Goal:
Please reproduce the stretch of entries from the line containing "[tag] one dot per instance, sample [63,548]." through the end of the entries, swapping "bloom" for "blossom" and leaving everything else unchanged.

Begin Data supplied

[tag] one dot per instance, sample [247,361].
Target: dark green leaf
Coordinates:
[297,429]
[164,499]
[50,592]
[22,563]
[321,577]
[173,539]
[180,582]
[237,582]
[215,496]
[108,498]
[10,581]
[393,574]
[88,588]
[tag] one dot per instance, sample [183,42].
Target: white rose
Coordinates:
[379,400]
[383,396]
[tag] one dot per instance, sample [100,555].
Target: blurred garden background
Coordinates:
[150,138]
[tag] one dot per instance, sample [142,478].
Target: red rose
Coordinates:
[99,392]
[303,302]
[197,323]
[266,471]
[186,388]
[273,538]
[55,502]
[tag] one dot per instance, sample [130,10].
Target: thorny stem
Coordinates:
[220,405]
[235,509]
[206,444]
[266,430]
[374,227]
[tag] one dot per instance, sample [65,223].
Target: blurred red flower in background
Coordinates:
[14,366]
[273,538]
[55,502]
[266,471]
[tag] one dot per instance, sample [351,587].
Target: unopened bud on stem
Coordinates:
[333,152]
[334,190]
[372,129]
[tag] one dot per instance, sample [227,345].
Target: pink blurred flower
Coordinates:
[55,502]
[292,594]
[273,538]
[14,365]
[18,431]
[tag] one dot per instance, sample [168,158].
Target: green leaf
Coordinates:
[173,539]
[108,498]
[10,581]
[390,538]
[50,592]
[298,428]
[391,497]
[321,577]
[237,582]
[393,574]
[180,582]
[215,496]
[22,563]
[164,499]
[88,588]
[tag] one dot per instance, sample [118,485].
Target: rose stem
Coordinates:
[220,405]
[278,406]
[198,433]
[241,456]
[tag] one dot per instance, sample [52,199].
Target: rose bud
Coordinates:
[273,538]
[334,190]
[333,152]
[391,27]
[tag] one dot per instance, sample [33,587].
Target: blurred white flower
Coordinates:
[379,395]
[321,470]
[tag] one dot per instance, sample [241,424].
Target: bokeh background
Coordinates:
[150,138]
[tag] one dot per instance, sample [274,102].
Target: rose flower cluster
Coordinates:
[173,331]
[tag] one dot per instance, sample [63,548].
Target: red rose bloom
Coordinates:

End Data supplied

Complete output:
[tag] one dot per instance, sample [63,548].
Target: red rose blossom
Coordinates:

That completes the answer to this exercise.